** Begin Provided data **

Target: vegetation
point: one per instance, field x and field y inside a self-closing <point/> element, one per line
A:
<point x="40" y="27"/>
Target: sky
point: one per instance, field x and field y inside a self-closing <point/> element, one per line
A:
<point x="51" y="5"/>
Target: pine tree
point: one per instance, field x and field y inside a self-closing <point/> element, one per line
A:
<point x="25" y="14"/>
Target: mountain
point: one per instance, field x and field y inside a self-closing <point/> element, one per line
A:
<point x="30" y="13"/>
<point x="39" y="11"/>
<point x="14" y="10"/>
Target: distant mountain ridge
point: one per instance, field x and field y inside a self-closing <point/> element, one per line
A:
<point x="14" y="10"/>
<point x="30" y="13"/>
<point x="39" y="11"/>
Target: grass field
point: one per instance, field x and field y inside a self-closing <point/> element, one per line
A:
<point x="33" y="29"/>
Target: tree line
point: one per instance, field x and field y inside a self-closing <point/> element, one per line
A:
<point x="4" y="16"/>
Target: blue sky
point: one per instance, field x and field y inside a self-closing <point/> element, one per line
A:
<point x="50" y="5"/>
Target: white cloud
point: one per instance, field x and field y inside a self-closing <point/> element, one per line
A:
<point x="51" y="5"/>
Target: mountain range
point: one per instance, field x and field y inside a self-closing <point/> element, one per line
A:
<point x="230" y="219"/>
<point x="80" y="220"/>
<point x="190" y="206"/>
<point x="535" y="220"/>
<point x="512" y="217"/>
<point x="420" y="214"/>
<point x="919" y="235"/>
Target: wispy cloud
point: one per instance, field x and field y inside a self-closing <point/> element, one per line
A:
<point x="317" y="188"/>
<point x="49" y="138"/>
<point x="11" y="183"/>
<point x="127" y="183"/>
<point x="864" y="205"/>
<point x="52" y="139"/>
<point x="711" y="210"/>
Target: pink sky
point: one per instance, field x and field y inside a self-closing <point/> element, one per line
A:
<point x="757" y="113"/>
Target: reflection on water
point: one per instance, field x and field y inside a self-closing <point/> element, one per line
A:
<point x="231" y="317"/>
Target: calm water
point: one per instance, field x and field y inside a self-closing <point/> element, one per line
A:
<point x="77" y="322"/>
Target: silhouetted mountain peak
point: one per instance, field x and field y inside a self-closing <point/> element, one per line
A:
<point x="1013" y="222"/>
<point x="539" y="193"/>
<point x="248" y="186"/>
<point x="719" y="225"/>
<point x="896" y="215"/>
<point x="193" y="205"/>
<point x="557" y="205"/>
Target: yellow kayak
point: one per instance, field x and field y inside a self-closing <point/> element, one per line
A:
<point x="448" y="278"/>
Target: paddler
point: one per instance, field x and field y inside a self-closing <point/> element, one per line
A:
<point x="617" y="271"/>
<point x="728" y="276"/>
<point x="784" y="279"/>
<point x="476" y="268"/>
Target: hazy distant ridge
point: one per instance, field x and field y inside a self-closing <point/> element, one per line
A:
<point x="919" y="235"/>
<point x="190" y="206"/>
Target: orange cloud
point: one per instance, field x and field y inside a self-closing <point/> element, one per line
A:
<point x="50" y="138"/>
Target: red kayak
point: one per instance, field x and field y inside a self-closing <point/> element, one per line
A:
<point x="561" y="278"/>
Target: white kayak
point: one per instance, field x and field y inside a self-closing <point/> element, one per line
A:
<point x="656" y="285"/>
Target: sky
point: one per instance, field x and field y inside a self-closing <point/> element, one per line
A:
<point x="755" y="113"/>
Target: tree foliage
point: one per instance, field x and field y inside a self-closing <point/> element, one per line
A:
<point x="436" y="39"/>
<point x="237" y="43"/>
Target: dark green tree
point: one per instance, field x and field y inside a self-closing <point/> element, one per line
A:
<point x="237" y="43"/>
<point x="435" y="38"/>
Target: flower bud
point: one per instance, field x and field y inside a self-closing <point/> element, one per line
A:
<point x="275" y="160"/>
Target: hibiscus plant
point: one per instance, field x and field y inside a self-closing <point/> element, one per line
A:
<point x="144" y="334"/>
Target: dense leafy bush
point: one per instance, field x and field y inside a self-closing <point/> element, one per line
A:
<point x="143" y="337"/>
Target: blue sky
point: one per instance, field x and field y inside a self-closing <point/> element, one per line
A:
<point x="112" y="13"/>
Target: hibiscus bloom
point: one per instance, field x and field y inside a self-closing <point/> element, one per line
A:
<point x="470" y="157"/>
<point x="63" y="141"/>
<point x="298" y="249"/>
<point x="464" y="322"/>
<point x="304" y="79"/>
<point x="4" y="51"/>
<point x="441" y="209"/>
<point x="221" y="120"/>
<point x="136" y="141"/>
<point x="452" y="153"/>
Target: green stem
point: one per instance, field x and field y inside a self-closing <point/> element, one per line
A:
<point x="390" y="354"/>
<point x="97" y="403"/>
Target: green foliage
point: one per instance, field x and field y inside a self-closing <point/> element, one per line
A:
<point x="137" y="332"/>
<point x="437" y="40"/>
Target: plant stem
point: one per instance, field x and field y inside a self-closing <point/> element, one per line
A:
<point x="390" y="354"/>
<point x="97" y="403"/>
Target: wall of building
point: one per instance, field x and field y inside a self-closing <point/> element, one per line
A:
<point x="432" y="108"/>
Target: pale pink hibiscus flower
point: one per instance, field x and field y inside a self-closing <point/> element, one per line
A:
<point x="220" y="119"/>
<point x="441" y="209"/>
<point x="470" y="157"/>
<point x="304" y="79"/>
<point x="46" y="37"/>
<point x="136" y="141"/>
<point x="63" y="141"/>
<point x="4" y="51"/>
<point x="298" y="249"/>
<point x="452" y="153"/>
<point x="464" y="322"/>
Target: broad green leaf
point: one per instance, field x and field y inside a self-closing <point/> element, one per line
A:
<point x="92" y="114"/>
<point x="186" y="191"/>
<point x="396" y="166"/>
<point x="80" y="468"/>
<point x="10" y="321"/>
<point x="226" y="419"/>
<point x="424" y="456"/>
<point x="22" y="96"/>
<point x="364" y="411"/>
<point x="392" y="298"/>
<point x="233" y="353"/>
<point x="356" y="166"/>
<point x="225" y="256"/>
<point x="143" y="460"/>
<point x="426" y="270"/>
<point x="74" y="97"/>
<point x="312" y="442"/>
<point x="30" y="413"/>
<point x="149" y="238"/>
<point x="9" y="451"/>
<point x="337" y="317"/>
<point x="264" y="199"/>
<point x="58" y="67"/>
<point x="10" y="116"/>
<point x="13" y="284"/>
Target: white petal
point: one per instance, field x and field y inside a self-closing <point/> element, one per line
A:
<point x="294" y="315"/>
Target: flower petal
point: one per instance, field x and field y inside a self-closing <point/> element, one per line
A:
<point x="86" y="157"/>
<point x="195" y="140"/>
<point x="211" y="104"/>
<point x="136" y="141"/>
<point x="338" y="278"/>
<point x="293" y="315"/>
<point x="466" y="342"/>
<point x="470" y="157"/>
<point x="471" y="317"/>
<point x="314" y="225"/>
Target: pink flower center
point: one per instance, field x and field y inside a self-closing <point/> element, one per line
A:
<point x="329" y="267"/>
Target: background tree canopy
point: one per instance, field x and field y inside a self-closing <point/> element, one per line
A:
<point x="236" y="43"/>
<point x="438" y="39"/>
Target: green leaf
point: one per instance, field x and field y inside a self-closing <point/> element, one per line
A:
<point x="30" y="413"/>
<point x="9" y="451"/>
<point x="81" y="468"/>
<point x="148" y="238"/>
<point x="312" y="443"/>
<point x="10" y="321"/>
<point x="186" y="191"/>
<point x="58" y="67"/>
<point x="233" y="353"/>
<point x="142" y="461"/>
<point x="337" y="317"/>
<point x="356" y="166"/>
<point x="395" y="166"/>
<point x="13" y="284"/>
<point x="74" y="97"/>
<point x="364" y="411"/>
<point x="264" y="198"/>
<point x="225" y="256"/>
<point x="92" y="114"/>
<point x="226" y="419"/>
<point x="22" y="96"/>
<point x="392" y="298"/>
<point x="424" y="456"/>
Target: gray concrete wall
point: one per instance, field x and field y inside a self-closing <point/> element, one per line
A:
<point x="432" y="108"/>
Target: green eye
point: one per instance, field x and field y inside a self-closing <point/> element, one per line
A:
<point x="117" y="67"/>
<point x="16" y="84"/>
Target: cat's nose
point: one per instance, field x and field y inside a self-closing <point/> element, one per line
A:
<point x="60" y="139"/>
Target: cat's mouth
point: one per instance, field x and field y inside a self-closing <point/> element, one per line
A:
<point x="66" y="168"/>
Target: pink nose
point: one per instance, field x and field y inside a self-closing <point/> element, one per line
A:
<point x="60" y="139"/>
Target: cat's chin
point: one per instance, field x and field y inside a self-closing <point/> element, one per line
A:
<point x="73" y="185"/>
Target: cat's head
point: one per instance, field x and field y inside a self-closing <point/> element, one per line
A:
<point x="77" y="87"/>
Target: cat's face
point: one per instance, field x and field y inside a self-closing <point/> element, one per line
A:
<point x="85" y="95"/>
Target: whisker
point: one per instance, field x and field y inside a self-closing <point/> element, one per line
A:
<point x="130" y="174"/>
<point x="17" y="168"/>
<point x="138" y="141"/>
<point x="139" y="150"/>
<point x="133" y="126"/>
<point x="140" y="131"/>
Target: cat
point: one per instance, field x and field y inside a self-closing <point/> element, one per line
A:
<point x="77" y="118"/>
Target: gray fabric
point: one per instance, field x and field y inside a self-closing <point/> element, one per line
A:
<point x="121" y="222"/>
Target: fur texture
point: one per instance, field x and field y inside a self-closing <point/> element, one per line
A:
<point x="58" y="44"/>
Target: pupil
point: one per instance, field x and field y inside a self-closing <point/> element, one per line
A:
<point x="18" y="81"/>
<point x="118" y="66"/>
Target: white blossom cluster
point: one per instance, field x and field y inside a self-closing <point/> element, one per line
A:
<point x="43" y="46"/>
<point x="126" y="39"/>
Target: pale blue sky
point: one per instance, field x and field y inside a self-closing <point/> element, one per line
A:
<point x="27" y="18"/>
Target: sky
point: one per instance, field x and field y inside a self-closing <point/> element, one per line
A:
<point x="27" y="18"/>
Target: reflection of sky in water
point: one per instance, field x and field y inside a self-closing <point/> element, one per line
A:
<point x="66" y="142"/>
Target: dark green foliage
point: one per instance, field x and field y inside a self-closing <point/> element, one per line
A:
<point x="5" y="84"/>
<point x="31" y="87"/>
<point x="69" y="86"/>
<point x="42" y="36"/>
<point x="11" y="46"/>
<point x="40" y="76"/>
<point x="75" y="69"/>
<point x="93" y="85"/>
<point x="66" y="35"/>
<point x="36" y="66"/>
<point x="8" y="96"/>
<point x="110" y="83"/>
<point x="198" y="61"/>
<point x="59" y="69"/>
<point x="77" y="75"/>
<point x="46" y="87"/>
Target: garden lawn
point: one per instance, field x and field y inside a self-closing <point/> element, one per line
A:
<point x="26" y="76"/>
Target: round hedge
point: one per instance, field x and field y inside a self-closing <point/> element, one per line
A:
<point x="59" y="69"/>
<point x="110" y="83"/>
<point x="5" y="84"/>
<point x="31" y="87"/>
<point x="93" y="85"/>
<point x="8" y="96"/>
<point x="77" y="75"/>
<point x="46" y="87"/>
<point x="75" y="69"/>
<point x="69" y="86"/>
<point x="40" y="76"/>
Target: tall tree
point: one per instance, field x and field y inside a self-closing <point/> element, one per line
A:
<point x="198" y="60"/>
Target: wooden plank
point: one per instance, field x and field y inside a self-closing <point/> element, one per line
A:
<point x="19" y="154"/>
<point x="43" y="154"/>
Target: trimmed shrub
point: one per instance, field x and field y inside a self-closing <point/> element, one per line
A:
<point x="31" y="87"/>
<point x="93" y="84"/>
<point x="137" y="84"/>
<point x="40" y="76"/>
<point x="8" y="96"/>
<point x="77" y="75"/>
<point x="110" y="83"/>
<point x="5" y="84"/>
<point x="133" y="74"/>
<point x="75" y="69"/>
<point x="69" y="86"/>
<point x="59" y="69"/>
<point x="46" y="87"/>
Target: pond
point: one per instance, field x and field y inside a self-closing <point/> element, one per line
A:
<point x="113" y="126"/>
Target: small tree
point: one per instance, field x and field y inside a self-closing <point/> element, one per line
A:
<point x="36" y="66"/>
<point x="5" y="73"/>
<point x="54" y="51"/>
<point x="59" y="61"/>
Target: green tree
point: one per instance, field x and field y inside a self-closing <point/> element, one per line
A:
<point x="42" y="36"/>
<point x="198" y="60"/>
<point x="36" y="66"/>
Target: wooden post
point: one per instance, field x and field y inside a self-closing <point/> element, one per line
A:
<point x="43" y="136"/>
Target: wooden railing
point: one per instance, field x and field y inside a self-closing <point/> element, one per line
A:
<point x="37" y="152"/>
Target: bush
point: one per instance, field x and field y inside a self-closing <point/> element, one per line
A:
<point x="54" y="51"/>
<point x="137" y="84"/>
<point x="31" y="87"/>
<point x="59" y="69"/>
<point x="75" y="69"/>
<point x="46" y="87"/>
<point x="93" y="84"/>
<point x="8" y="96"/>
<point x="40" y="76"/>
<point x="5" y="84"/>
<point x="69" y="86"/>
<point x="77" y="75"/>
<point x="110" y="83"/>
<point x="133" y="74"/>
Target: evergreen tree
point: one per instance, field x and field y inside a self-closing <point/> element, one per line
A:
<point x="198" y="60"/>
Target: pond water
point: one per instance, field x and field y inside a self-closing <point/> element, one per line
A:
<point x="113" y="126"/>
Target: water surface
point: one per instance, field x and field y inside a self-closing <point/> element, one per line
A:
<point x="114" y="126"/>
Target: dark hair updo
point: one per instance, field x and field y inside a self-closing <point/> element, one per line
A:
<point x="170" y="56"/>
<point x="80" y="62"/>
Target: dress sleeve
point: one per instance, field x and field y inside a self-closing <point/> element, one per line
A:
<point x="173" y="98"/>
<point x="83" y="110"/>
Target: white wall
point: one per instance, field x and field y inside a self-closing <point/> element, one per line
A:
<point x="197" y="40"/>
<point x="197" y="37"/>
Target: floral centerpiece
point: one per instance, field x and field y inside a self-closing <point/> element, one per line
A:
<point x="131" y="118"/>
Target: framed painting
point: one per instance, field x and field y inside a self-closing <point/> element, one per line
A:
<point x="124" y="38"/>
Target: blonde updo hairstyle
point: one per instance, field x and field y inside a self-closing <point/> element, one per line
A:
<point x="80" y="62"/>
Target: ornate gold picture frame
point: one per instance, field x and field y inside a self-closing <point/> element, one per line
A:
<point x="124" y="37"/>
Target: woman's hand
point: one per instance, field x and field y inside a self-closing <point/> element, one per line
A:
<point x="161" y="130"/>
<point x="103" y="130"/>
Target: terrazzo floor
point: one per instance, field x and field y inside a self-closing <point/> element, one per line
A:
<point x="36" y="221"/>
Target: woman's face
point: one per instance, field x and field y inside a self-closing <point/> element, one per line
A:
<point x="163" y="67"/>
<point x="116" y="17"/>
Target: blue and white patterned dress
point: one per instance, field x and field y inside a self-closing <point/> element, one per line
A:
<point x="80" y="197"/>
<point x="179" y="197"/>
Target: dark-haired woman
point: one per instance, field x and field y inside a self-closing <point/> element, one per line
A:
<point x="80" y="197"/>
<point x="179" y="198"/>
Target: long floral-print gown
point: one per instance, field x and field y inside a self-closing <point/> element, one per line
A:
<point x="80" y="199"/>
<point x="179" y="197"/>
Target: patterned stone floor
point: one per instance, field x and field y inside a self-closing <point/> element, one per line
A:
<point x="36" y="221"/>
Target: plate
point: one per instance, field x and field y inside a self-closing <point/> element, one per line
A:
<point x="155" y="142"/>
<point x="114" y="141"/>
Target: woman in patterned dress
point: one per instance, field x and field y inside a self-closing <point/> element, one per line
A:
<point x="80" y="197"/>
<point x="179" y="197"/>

** End Provided data **

*Brief:*
Transcribe the material verbatim, beginning with the line that contains "Target: ornate gold picture frame" and continuing through the end of the material.

*Complete answer:*
Target: ornate gold picture frame
point: one per instance, field x and field y inside a self-closing <point/> element, one per line
A:
<point x="124" y="37"/>
Target: woman's hand
point: one per instance, field x and field y inside a self-closing <point/> element, one per line
A:
<point x="161" y="130"/>
<point x="103" y="130"/>
Target: terrazzo floor
point: one per instance, field x and field y inside a self-closing <point/> element, one per line
A:
<point x="36" y="221"/>
Target: woman's face
point: one per instance, field x and field y inside a self-closing <point/> element, one per line
A:
<point x="163" y="67"/>
<point x="116" y="17"/>
Target: blue and white patterned dress
point: one per instance, field x and field y inside a self-closing <point/> element, one per line
A:
<point x="80" y="197"/>
<point x="179" y="197"/>
Target: dark-haired woman
point: one per instance, field x and field y inside a self-closing <point/> element, one per line
A:
<point x="80" y="197"/>
<point x="179" y="198"/>
Target: long floral-print gown
point: one per instance, field x and field y inside a self-closing <point/> element, one per line
A:
<point x="80" y="199"/>
<point x="179" y="197"/>
Target: patterned stone floor
point: one per instance, field x and field y inside a self-closing <point/> element, one per line
A:
<point x="36" y="221"/>
Target: plate
point: one per instance, field x and field y inside a self-closing <point/> element, one per line
A:
<point x="155" y="142"/>
<point x="114" y="141"/>
Target: woman in patterned dress
point: one per instance, field x and field y inside a self-closing <point/> element, one per line
A:
<point x="80" y="197"/>
<point x="179" y="197"/>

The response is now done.